--- Trecho selecionado ---
◇ ◇ ◇ ◇ ◇
No DIPr, esse caminho se tornou evidente a partir de duas técnicas legislativas distintas, mas complementares entre si. A primeira foi a utilização, na redação das normas indiretas, de múltiplos elementos de conexão, subordinados ou alternativos, viabilizando assim a flexibilização da até então rígida norma de conflito. A segunda técnica é a da redação de normas narrativas, expressão cunhada pelo emérito professor da Universidade de Heidelberg Erik Jayme para se referir a normas de DIPr que não têm por objetivo indicar a lei aplicável, mas descrever o objetivo material concreto que se almeja garantir na solução do conflito de leis.

No Direito interno, deve-se à professora Claudia Lima Marques a difusão da técnica do diálogo das fontes, especialmente no âmbito do Direito do Consumidor, uma vez que as relações de consumo não raras vezes estão submetidas a estatutos jurídicos diferentes. As relações de crédito entre um consumidor idoso e uma instituição financeira, por exemplo, estão submetidas simultaneamente, no nível infraconstitucional, ao Código de Proteção e Defesa do Consumidor, ao Estatuto do Idoso e às leis que regem o sistema financeiro nacional, as quais devem ser conjuntamente interpretadas e aplicadas conforme os limites impostos pelos princípios e normas constitucionais.

Assim também no transporte aéreo internacional. Diferente do que ora se discute no julgamento do STF, a aplicação da Convenção de Montreal não afasta a aplicação do CDC. Aqui é preciso fazer breve menção à criativa e demasiado alargada interpretação que o STF está buscando dar ao artigo 178, da Constituição Federal. De acordo com os votos já proferidos no julgamento conjunto, a tese apresentada é a de que o artigo 178 seria uma regra constitucional de conexão, ou seja, uma norma indireta de DIPr com sede constitucional, que indicaria a norma aplicável às normas que solucionam conflitos de lei. Seria uma norma indireta sobre uma norma indireta. Tal regra teria o poder inclusive de afastar o princípio de proteção do consumidor inserido no inciso XXXII, do artigo 5, o qual expressamente o voto não reconhece como direito fundamental, mas como norma de princípio institutivo.
◇ ◇ ◇ ◇ ◇
--- Listagem fornecida ---
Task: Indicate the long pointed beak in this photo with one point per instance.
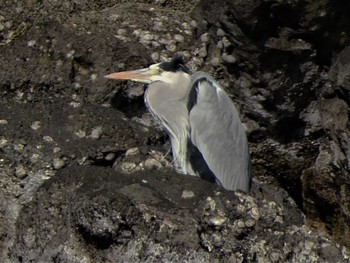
(140, 75)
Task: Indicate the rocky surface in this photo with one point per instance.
(84, 172)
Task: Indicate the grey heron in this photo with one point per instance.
(205, 130)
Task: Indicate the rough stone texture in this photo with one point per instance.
(84, 171)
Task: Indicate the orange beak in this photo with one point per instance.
(140, 75)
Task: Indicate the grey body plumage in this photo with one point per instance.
(206, 133)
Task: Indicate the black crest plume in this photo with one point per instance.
(175, 64)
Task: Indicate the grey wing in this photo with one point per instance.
(217, 132)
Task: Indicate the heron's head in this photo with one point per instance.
(168, 72)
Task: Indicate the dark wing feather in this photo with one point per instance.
(218, 134)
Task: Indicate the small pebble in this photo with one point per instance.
(186, 194)
(202, 53)
(34, 158)
(35, 125)
(226, 43)
(151, 163)
(193, 23)
(110, 157)
(219, 45)
(80, 133)
(96, 133)
(20, 172)
(220, 32)
(127, 166)
(58, 163)
(215, 62)
(132, 151)
(205, 38)
(171, 47)
(31, 43)
(47, 138)
(178, 38)
(155, 56)
(121, 32)
(228, 58)
(217, 220)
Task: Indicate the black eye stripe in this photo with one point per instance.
(174, 65)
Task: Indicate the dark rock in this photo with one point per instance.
(289, 80)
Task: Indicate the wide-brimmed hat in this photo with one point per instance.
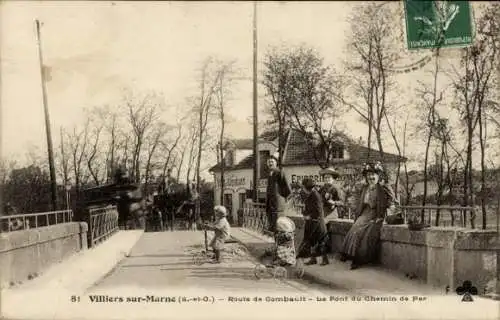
(329, 171)
(285, 224)
(308, 183)
(275, 156)
(373, 167)
(221, 209)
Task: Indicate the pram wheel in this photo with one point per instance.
(299, 272)
(299, 269)
(241, 251)
(199, 258)
(259, 271)
(280, 273)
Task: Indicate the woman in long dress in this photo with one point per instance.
(362, 242)
(316, 240)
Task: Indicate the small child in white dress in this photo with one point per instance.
(222, 232)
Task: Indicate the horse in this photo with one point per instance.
(131, 207)
(175, 203)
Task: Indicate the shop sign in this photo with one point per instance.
(232, 181)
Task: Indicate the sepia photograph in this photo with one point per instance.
(249, 159)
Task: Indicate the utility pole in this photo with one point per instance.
(47, 120)
(255, 110)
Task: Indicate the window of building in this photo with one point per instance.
(241, 199)
(229, 158)
(228, 202)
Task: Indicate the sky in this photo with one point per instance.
(95, 49)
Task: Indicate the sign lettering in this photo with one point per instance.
(431, 24)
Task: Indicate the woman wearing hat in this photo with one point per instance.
(315, 242)
(277, 191)
(330, 193)
(361, 243)
(222, 232)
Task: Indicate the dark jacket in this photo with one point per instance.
(278, 190)
(385, 198)
(333, 194)
(313, 205)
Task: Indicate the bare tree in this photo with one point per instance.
(153, 141)
(209, 80)
(222, 92)
(301, 89)
(373, 53)
(276, 80)
(429, 98)
(95, 163)
(64, 159)
(170, 148)
(77, 143)
(473, 86)
(142, 113)
(392, 130)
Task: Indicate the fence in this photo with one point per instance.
(255, 218)
(442, 215)
(103, 222)
(254, 215)
(34, 220)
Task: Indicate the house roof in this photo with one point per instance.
(241, 144)
(299, 152)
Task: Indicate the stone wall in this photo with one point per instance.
(440, 256)
(26, 253)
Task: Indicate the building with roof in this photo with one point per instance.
(298, 162)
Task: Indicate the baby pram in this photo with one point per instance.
(283, 261)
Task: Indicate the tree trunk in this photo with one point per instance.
(483, 165)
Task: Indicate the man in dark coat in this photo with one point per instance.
(316, 241)
(278, 190)
(330, 192)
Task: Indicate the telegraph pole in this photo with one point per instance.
(255, 110)
(47, 120)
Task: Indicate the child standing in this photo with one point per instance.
(222, 231)
(285, 242)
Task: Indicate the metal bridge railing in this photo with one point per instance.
(103, 222)
(441, 215)
(34, 220)
(255, 218)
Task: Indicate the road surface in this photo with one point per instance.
(164, 260)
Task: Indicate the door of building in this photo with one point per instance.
(228, 203)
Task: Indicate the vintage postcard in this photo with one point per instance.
(250, 160)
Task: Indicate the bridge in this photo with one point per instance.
(53, 266)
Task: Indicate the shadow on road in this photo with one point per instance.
(180, 263)
(159, 256)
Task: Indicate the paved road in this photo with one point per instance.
(163, 260)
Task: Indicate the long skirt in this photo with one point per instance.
(316, 240)
(217, 243)
(362, 242)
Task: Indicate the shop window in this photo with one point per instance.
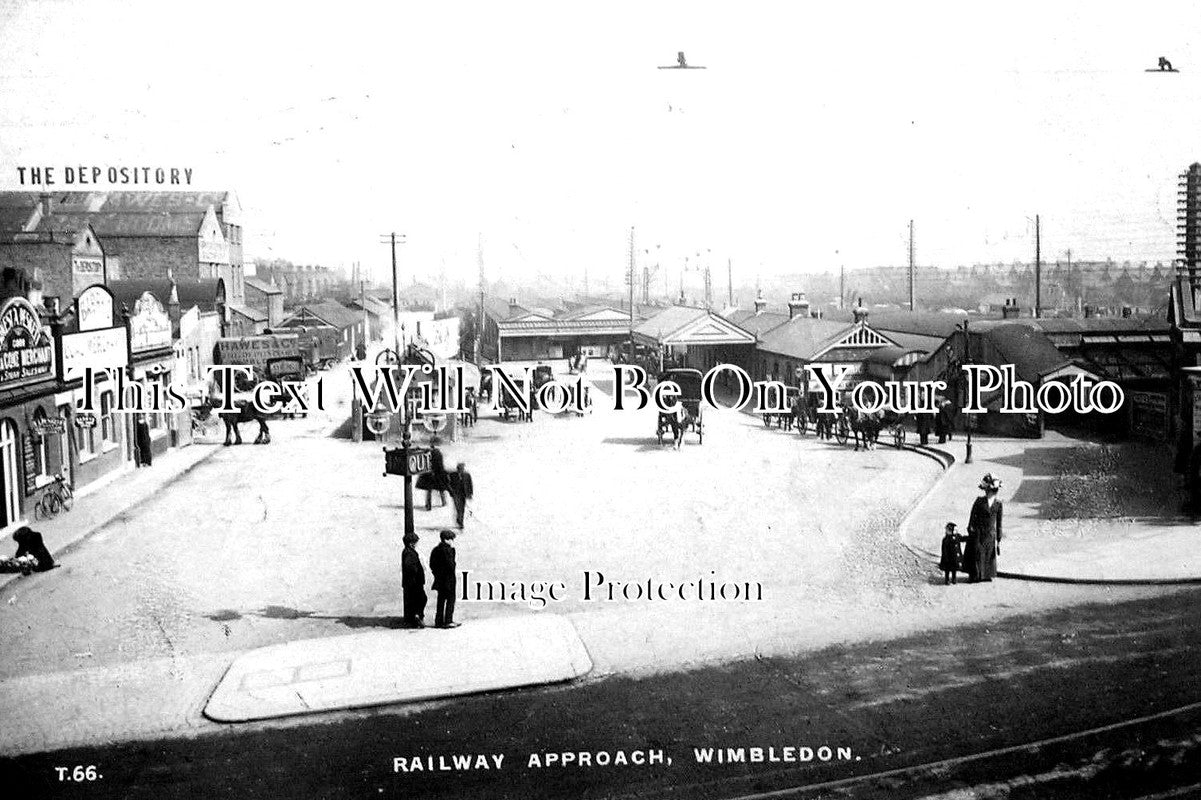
(65, 443)
(41, 447)
(107, 423)
(85, 442)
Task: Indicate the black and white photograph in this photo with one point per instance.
(543, 400)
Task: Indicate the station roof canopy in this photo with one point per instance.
(533, 326)
(687, 326)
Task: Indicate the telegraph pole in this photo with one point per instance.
(404, 423)
(631, 294)
(479, 326)
(1038, 268)
(393, 238)
(912, 306)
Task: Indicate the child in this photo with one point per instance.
(952, 554)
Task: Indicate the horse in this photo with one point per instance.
(245, 411)
(866, 425)
(679, 422)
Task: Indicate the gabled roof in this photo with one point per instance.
(204, 293)
(251, 314)
(262, 286)
(1028, 350)
(807, 339)
(172, 225)
(681, 324)
(759, 323)
(374, 305)
(332, 314)
(595, 312)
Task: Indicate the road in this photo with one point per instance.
(300, 538)
(938, 697)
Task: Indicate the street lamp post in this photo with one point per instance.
(967, 359)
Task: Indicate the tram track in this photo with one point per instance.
(886, 781)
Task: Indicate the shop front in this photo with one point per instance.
(35, 449)
(100, 341)
(150, 371)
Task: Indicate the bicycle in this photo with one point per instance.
(57, 497)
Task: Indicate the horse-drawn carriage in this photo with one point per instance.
(688, 417)
(796, 413)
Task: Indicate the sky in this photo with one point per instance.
(545, 132)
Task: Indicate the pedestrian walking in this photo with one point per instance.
(436, 478)
(412, 583)
(984, 532)
(952, 555)
(461, 490)
(442, 565)
(924, 428)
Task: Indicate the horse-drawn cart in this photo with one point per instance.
(689, 416)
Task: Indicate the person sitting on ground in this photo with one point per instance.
(31, 554)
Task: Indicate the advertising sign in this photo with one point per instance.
(258, 351)
(95, 348)
(25, 350)
(94, 309)
(149, 326)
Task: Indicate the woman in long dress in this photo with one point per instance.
(984, 532)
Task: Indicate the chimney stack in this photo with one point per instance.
(799, 305)
(759, 303)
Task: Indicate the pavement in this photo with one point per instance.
(113, 496)
(383, 667)
(1136, 539)
(835, 578)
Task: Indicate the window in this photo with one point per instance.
(107, 424)
(65, 442)
(41, 447)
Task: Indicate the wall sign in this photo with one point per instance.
(27, 353)
(95, 348)
(94, 309)
(149, 326)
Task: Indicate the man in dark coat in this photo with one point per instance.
(461, 490)
(30, 548)
(984, 532)
(443, 568)
(412, 583)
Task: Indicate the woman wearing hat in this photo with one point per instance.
(984, 532)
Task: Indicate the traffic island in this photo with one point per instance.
(405, 666)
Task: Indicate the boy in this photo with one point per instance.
(952, 554)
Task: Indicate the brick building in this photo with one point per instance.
(190, 236)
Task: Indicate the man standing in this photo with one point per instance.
(412, 583)
(443, 568)
(460, 491)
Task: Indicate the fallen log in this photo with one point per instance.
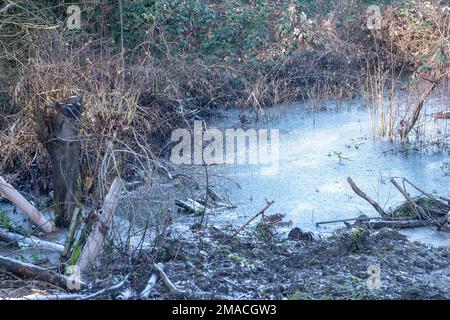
◇ ◇ ◇ ◇ ◇
--- Instruções ---
1 – Responda com base no trecho selecionado:
(a) Quem criou a expressão "normas narrativas"?
(b) A quem se deve, no Direito interno, a difusão da técnica do diálogo das fontes?
(c) Segundo a tese apresentada nos votos já dados no julgamento do STF, o que seria o artigo 178 da Constituição Federal?
2 – Copie de novo, sem mudar nada, a parte da listagem que começa na linha que contém "Task: Indicate the boy" e termina no fim da listagem, incluindo as duas pontas. Deixe as imagens de fora.

--- Respostas em ordem ---
1 –
(a) Erik Jayme, professor emérito da Universidade de Heidelberg.
(b) À professora Claudia Lima Marques.
(c) Uma regra constitucional de conexão, ou seja, uma norma indireta de DIPr com sede constitucional.

2 –
Task: Indicate the boy in this photo with one point per instance.
(952, 554)
Task: Indicate the brick building in this photo with one point per instance.
(190, 236)
Task: Indicate the man standing in this photo with one point per instance.
(412, 583)
(443, 568)
(460, 491)
Task: Indicate the fallen log in this photo with one point per instance.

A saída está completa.